Task prompt: Please reproduce only the lines of the records beginning at the line that has "1L3 2L4 55L47" and stopping after the line that has "positive clicks: (188, 3) (158, 20) (50, 1)", with "rough mask" swapped for "coarse mask" and everything else left unchanged.

⟨

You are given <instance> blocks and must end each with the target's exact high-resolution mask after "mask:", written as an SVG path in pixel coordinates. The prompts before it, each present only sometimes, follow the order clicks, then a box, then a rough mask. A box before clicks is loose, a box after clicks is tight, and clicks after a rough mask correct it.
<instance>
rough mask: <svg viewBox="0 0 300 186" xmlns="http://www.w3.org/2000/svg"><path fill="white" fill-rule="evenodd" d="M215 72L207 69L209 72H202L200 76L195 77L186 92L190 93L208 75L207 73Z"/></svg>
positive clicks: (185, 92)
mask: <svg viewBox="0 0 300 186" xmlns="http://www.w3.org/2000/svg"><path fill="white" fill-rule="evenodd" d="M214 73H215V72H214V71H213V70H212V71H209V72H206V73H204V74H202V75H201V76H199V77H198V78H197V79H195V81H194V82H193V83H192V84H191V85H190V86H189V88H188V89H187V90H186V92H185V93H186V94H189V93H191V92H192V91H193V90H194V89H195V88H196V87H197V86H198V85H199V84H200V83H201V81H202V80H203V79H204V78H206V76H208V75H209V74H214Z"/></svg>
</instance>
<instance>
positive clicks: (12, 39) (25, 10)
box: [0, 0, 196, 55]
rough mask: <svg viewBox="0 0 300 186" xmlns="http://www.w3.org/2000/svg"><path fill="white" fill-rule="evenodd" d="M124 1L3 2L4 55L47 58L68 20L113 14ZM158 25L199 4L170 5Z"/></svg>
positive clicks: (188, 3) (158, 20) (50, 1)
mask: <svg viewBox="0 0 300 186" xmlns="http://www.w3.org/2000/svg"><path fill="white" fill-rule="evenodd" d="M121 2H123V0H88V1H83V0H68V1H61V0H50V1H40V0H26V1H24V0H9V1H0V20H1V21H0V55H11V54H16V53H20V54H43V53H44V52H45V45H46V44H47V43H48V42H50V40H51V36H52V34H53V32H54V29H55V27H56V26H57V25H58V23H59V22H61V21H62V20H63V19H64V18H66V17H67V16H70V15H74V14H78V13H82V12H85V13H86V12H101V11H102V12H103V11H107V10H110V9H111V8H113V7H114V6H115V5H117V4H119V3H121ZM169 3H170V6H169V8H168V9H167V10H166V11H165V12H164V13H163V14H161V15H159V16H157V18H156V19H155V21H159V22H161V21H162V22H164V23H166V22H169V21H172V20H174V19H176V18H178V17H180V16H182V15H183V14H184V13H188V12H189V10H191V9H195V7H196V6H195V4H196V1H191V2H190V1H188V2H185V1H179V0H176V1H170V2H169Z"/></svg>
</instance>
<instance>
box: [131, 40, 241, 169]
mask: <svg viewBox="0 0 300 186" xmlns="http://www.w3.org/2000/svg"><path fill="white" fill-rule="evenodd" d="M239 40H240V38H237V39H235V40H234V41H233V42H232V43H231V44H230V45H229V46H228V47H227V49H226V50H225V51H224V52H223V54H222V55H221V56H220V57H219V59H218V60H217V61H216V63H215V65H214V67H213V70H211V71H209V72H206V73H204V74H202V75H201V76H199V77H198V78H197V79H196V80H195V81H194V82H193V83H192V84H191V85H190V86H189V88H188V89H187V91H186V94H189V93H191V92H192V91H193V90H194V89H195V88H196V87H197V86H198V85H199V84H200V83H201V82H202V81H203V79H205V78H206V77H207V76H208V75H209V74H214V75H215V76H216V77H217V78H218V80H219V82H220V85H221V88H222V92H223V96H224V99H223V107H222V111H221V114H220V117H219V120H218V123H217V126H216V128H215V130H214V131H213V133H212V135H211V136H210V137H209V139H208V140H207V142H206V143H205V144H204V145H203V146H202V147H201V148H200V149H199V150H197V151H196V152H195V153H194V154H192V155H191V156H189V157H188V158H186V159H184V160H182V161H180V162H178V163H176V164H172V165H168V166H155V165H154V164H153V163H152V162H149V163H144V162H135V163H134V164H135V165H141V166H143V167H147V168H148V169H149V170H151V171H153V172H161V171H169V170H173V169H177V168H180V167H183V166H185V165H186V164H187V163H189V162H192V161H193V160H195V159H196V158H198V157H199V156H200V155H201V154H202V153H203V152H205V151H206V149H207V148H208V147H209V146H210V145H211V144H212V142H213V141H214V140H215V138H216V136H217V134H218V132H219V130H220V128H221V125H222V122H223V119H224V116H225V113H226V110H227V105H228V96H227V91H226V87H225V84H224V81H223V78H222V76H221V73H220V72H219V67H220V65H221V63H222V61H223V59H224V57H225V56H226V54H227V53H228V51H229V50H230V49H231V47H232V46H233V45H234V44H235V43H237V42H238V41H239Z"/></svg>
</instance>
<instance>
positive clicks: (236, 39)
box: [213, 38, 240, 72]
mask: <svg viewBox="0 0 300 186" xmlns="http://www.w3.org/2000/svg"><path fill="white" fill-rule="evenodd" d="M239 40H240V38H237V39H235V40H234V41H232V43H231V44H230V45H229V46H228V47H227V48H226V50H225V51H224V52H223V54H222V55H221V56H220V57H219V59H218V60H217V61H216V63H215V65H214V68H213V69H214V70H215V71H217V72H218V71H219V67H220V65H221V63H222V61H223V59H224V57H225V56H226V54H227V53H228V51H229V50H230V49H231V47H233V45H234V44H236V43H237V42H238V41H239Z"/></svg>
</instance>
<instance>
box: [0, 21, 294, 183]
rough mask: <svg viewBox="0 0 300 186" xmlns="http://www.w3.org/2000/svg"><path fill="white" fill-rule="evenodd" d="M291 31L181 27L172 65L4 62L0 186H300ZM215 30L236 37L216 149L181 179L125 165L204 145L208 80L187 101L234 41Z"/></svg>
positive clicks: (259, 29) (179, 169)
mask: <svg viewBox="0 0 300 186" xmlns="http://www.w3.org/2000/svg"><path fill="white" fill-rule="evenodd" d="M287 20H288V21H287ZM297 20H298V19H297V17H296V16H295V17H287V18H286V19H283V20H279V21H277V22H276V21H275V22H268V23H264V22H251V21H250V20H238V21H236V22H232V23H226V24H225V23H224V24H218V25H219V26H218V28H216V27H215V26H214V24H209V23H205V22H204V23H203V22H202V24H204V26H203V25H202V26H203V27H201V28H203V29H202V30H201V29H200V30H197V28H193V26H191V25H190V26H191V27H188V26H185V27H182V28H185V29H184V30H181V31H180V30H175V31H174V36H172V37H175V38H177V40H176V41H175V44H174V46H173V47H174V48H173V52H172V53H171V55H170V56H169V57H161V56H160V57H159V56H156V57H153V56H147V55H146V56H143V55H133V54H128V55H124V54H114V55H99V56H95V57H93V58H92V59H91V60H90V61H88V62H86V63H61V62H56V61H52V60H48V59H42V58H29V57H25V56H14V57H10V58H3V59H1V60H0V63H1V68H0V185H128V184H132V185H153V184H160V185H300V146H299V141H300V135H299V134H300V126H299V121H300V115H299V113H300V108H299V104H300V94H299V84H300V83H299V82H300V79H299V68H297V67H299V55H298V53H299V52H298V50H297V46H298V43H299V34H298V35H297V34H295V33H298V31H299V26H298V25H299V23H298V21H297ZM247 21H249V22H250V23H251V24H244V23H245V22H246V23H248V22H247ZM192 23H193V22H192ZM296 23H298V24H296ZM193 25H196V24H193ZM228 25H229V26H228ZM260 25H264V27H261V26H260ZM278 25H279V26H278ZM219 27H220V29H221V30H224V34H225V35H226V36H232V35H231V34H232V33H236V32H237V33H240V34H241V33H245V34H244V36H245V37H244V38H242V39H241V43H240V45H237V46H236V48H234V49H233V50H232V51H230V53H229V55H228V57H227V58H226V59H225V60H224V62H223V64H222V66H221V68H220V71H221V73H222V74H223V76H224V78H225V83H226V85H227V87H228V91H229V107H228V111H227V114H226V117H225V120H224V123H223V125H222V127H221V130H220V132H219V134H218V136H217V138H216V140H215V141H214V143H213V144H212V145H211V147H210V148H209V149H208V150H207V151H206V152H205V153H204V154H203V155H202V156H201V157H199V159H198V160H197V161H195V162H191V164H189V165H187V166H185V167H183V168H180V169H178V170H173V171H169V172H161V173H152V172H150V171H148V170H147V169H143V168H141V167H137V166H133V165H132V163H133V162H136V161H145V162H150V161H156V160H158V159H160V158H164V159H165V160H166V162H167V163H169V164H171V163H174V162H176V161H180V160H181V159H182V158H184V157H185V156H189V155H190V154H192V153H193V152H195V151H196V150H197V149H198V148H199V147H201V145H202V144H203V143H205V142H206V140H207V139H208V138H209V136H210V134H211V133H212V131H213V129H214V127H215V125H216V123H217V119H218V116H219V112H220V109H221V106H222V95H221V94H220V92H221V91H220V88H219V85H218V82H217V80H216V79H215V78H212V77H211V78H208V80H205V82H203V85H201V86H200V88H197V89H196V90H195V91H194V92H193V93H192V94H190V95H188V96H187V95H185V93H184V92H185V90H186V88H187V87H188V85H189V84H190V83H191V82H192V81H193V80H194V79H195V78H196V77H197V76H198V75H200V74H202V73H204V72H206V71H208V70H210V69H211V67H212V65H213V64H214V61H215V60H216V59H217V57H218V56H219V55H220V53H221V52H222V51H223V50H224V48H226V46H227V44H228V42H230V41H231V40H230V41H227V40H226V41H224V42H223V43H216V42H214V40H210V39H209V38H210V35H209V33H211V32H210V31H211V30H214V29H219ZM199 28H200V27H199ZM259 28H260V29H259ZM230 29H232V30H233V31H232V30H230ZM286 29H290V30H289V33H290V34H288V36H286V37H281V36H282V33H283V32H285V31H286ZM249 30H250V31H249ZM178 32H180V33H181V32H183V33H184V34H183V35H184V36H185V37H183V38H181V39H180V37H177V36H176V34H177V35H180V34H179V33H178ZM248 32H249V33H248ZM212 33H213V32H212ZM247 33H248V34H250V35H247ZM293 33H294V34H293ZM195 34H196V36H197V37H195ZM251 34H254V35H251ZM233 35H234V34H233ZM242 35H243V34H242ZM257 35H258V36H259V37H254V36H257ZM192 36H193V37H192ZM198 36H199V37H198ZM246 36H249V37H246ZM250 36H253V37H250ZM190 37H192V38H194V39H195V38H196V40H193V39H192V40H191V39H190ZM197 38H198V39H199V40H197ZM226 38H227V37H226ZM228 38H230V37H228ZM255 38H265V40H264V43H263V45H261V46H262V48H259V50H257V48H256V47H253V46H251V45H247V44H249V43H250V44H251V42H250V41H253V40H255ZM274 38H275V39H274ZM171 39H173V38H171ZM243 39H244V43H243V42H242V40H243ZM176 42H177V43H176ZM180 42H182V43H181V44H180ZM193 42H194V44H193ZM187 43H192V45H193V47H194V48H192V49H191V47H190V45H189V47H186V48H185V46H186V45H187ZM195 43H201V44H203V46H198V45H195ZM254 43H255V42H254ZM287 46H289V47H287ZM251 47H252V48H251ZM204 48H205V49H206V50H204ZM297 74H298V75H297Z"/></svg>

⟩

Solution to the problem:
coarse mask: <svg viewBox="0 0 300 186" xmlns="http://www.w3.org/2000/svg"><path fill="white" fill-rule="evenodd" d="M124 1L3 2L4 55L47 58L68 20L113 14ZM158 25L199 4L170 5Z"/></svg>
positive clicks: (188, 3) (158, 20) (50, 1)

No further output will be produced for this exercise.